*TRY IT*
Return the data below exactly, minus the pictures.

[Image-grounded pointing data]
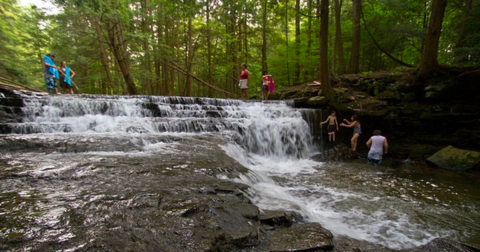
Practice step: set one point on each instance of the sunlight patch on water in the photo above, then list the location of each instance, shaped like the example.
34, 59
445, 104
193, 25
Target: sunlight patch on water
307, 187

*RESPONSE TO THE EXERCISE*
Practice step: set one point on each instance of the sunlight patch on water in the photo above, then list the location of each instance, shaped like the example.
34, 59
445, 104
193, 25
Target: sunlight patch on water
307, 187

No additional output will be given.